* [Directions for this task] How many of the lines below hold "blurred"? Only the number, please.

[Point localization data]
* * * * * * * * *
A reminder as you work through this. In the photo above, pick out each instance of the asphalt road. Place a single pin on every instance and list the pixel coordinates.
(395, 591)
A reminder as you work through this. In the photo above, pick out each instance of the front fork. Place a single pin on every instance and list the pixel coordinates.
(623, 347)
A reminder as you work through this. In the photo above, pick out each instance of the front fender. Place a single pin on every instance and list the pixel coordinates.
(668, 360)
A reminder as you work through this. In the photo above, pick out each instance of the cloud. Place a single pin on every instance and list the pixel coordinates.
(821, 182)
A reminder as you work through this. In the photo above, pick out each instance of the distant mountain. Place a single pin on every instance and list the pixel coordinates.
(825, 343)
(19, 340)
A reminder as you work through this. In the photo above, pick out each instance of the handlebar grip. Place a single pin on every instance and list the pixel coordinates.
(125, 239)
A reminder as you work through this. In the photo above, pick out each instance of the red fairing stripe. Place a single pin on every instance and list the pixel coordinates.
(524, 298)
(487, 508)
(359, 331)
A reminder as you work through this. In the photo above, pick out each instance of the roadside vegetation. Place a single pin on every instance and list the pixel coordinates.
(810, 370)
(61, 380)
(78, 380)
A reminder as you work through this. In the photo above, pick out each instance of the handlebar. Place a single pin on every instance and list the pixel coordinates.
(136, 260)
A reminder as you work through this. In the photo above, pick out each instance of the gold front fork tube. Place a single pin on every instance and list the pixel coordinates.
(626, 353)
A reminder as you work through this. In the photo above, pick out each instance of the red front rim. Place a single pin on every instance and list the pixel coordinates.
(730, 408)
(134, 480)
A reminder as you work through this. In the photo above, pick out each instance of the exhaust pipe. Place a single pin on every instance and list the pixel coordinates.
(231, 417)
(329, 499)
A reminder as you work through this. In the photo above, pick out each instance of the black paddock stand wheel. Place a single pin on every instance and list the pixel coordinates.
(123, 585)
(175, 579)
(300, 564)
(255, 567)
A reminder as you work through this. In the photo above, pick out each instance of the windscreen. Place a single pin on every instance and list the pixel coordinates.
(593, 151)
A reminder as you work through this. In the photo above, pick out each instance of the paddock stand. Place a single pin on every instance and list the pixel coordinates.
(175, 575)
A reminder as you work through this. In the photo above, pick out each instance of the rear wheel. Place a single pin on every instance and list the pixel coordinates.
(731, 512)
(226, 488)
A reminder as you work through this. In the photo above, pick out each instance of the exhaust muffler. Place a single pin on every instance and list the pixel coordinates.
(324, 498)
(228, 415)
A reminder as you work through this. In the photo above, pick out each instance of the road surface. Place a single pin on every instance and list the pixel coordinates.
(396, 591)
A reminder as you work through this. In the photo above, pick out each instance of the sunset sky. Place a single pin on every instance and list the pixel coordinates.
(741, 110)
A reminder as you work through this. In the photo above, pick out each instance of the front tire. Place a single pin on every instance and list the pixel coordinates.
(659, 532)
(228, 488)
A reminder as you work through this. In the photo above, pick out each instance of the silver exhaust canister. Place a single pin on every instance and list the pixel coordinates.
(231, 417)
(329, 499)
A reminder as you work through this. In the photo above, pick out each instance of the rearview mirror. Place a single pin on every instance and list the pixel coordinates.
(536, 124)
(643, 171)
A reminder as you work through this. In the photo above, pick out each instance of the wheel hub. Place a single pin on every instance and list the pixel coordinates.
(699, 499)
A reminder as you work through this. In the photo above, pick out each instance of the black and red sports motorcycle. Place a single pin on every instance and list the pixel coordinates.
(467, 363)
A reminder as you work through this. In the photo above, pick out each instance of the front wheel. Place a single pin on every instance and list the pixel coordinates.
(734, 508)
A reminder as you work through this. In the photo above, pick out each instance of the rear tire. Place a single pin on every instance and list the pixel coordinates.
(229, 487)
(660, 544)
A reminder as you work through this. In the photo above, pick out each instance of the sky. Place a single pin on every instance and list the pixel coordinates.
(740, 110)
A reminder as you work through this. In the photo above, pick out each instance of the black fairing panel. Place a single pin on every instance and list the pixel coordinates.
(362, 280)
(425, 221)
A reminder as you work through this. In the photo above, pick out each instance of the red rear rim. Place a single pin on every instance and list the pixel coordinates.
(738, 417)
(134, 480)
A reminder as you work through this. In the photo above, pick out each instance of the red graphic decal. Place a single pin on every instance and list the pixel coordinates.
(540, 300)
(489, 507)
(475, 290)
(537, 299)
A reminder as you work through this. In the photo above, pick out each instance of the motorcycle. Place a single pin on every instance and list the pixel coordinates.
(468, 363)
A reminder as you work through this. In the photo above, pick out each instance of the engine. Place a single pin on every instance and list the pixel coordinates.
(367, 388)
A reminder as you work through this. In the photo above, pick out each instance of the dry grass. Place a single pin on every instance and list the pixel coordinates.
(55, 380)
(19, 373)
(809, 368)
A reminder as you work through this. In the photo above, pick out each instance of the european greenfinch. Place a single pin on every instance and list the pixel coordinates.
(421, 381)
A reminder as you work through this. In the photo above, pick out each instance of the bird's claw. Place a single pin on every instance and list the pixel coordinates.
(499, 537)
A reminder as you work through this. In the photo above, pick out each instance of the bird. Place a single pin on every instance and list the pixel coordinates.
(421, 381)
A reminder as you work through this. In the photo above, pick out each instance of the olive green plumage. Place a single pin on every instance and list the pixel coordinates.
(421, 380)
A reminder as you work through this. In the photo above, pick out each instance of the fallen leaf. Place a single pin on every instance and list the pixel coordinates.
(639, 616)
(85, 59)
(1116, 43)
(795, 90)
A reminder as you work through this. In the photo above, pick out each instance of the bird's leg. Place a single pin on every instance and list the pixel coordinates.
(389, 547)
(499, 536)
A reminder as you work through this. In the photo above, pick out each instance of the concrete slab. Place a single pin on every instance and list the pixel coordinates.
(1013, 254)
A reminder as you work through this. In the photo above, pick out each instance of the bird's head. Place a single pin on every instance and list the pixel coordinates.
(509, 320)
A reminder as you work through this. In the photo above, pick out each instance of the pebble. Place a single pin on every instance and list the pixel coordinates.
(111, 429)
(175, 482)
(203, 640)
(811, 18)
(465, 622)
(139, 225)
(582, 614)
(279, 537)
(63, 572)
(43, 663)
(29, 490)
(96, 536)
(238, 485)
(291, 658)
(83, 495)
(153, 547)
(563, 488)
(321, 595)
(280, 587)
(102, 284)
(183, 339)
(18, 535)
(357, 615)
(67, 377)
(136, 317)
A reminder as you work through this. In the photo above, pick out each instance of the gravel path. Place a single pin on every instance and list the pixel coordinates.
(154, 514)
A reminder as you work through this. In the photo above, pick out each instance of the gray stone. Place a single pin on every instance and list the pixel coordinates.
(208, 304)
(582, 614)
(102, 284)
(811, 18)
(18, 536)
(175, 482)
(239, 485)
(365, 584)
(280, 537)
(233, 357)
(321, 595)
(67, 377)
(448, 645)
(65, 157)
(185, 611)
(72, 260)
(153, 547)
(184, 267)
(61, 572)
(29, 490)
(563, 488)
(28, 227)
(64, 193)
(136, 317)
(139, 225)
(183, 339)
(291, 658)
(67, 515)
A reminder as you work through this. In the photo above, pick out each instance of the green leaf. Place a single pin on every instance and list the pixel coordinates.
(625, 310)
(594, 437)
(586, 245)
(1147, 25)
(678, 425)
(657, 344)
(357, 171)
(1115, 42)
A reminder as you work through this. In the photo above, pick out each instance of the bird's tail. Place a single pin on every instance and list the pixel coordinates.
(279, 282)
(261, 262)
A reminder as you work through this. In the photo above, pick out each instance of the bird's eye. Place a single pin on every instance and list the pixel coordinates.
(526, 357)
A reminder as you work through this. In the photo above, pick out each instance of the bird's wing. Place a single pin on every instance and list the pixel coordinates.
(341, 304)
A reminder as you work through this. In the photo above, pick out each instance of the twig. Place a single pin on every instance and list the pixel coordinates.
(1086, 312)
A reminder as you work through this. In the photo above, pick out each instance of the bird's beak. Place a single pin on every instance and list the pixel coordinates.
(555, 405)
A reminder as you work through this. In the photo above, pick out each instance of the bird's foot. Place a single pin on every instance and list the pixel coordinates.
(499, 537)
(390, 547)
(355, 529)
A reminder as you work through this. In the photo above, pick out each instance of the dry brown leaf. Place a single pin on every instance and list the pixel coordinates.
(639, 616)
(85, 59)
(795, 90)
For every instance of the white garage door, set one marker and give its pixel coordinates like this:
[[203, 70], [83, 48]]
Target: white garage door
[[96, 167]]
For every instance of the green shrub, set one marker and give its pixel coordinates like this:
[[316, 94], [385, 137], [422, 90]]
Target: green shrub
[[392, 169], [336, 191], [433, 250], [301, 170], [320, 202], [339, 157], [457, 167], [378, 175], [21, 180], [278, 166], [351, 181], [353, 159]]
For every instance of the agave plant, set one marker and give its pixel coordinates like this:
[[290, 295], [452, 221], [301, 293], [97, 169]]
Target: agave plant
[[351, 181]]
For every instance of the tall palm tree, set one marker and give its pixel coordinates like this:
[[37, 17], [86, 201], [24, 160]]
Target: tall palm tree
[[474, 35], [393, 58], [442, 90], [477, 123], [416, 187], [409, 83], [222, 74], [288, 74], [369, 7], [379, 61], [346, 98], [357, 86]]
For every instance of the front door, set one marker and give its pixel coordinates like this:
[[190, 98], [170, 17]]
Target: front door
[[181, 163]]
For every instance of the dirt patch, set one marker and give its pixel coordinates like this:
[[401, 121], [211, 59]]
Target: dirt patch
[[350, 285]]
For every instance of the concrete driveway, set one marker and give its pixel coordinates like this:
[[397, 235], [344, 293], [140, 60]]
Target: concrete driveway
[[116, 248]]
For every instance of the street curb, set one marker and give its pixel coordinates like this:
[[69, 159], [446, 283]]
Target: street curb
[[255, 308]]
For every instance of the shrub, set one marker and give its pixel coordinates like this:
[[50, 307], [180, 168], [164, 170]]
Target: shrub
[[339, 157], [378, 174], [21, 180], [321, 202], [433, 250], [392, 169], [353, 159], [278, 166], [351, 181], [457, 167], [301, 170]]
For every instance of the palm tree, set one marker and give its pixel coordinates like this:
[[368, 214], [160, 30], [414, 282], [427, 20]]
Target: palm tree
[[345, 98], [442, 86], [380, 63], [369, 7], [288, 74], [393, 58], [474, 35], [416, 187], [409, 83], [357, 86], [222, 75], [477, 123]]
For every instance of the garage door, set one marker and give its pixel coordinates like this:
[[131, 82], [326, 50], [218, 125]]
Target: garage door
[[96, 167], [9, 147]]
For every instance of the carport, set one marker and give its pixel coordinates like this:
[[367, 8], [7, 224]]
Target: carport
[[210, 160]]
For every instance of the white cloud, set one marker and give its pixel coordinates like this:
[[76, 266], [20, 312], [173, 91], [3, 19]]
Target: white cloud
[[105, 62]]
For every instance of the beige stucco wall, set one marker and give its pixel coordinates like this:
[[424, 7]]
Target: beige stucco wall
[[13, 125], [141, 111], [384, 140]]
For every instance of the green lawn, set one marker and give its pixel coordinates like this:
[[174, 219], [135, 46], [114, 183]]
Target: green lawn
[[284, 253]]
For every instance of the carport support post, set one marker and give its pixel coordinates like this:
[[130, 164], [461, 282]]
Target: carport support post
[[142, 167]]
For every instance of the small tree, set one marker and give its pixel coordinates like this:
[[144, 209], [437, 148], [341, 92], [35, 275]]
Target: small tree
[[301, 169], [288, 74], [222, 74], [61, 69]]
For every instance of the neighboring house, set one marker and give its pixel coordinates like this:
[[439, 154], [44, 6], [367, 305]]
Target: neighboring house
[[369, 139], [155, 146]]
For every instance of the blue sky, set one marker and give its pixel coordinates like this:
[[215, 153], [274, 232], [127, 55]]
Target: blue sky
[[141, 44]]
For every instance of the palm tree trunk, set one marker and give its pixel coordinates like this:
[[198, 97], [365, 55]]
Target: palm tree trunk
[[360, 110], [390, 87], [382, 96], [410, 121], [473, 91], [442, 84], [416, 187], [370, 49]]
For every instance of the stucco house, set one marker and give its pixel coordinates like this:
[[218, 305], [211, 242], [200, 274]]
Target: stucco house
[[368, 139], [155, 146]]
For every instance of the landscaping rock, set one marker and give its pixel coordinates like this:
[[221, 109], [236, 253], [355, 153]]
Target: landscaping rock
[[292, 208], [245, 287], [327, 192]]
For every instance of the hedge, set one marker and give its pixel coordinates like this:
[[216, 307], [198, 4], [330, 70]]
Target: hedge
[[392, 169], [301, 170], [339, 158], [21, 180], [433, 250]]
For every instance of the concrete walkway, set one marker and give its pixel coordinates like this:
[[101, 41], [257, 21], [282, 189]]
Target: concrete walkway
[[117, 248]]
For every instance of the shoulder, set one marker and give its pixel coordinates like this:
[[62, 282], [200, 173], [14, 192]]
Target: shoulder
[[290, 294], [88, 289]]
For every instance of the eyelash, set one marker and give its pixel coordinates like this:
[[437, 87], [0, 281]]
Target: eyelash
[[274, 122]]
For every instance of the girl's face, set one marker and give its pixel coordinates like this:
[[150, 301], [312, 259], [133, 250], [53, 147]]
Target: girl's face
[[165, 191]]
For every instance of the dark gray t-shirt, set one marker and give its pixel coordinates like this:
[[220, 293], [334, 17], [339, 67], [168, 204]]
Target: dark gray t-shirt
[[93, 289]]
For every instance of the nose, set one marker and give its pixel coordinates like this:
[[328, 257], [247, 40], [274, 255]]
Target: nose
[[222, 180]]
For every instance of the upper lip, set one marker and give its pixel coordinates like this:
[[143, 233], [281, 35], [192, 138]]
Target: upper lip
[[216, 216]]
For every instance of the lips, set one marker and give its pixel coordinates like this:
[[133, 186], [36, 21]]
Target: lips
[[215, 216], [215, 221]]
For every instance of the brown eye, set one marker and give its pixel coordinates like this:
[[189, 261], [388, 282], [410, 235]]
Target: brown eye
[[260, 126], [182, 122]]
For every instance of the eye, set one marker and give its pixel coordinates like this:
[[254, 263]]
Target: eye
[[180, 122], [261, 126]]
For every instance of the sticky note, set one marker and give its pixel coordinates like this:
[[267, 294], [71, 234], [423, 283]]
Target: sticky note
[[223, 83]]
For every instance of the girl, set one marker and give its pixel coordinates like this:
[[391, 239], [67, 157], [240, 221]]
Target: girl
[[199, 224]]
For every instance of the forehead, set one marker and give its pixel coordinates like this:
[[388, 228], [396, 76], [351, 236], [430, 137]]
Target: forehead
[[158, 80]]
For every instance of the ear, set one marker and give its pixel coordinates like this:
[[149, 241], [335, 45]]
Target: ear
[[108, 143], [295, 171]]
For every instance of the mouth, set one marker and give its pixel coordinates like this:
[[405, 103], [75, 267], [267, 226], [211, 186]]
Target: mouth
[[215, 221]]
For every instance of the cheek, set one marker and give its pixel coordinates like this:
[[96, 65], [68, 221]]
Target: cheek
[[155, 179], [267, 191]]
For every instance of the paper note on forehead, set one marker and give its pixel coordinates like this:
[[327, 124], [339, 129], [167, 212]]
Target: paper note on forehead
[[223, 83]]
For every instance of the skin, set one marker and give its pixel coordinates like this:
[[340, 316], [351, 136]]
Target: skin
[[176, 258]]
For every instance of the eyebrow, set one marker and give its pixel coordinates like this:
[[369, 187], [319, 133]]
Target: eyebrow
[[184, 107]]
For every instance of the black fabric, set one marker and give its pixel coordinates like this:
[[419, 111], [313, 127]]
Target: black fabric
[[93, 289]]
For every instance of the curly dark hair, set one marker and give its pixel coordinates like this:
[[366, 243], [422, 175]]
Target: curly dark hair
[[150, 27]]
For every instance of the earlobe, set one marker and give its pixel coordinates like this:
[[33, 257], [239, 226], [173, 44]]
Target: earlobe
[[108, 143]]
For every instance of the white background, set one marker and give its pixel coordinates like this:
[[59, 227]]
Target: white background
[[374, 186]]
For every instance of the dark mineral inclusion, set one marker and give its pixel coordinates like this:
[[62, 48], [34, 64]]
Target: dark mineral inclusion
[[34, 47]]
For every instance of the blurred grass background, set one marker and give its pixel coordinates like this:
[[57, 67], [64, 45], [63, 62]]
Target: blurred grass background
* * * * * * * * *
* [Exercise solution] 2